EXHIBIT 99.1
THOUSAND TRAILS, INC.
COMPLIANCE AGREEMENT
This Compliance Agreement (this "Agreement") is between Thousand Trails,
Inc., a Delaware corporation (the "Company"), and the undersigned (the "Selling
Security Holder") who may sell shares of the Company's Common Stock, par value
$0.01 per share (the "Securities"), issuable upon the exercise of certain of the
Company's Common Stock Purchase Warrants ("Warrants").
RECITALS
A. The Company granted the Selling Security Holder or a predecessor
holder of its Warrants and others registration rights with respect to the
Securities in a Registration Rights Agreement, dated as of December 31, 1991 or
June 12, 1992 (as applicable, the "Registration Rights Agreement").
B. The Company contemplates filing a Registration Statement on Form S-1
(the "Registration Statement") with the Securities and Exchange Commission to
register an offering of the Securities.
C. The Company has offered to include the Securities issuable upon the
exercise of the Selling Security Holder's Warrants in the Registration
Statement.
********
AIM 1 - In the compliance agreement, on what form does the Company plan to file its Registration Statement?
AIM 2 - List every line of the records that contains the string "dining", matching case exactly.

(Dataset records)
********
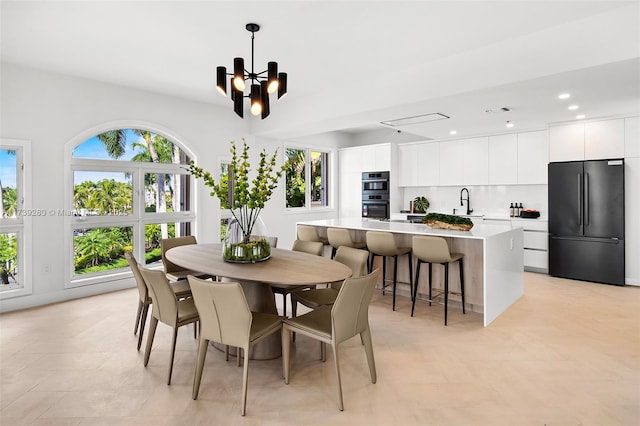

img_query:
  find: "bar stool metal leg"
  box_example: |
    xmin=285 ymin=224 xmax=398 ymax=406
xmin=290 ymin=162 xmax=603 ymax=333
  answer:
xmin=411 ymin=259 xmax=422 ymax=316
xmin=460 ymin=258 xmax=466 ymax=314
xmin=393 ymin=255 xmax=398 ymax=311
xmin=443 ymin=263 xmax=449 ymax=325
********
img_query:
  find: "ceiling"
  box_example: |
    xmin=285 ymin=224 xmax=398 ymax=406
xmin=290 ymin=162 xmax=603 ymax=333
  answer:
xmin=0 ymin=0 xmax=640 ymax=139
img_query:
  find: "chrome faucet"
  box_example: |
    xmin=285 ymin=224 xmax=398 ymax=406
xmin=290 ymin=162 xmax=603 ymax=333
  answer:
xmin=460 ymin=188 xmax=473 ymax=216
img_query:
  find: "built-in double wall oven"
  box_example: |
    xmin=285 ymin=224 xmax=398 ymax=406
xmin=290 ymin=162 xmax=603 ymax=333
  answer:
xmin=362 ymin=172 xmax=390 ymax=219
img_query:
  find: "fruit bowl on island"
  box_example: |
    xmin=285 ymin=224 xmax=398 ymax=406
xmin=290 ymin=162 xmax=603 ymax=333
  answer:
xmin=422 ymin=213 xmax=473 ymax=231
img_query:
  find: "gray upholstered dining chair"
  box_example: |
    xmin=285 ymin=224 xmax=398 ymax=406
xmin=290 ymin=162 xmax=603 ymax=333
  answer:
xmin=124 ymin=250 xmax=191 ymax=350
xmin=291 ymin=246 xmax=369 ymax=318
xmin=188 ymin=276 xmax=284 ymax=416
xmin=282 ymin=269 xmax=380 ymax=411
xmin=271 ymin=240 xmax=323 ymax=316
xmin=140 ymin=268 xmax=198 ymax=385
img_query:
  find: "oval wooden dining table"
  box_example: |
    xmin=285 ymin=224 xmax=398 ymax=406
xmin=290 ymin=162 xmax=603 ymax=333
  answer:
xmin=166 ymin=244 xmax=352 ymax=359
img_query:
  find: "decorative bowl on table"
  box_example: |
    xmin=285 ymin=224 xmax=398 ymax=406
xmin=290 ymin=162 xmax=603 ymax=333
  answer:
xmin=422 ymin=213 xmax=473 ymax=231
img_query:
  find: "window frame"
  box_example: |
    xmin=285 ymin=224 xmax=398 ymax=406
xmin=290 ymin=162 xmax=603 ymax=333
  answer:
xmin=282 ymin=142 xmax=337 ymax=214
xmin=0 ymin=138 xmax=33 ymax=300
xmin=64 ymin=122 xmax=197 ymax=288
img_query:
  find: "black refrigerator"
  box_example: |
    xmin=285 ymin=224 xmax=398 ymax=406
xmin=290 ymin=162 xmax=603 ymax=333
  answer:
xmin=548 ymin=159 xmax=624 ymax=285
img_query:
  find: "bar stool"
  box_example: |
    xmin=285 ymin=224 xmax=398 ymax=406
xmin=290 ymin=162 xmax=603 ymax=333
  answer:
********
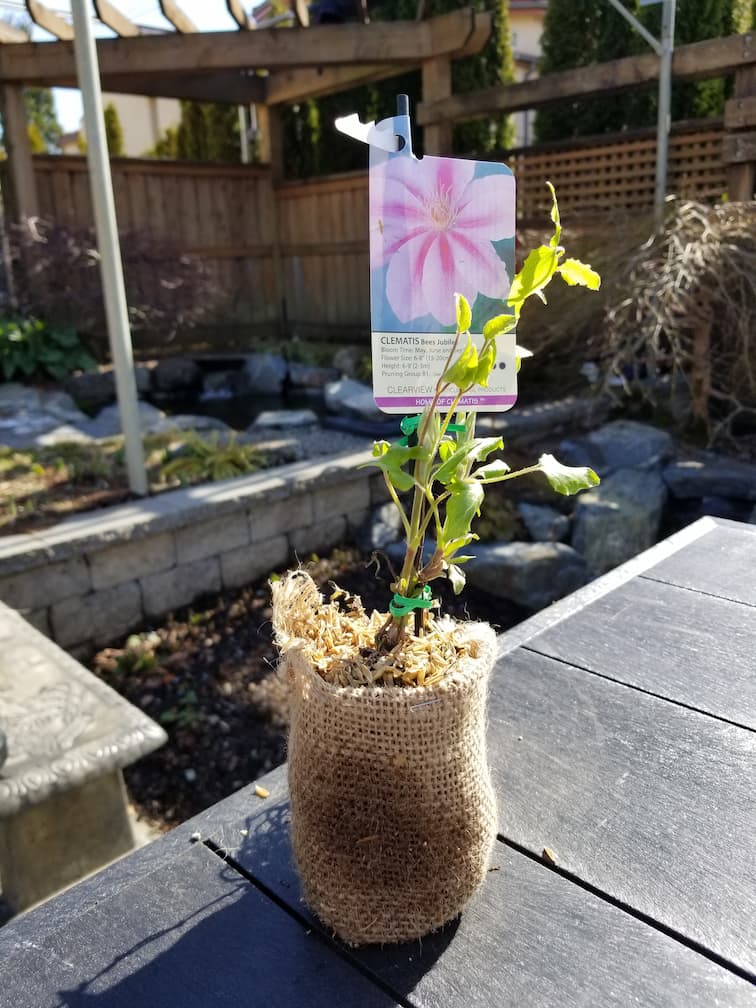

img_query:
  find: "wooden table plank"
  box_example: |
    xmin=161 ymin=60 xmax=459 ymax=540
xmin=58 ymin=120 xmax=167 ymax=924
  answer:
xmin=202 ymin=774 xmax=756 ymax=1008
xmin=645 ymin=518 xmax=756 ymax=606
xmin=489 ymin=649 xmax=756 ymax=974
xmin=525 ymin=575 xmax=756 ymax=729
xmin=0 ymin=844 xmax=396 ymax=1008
********
COMPLETE ANSWER 1 - Form S-1

COMPLETE ANSWER 2 -
  find: "gray upholstered dining chair"
  find: "oval wooden dining table"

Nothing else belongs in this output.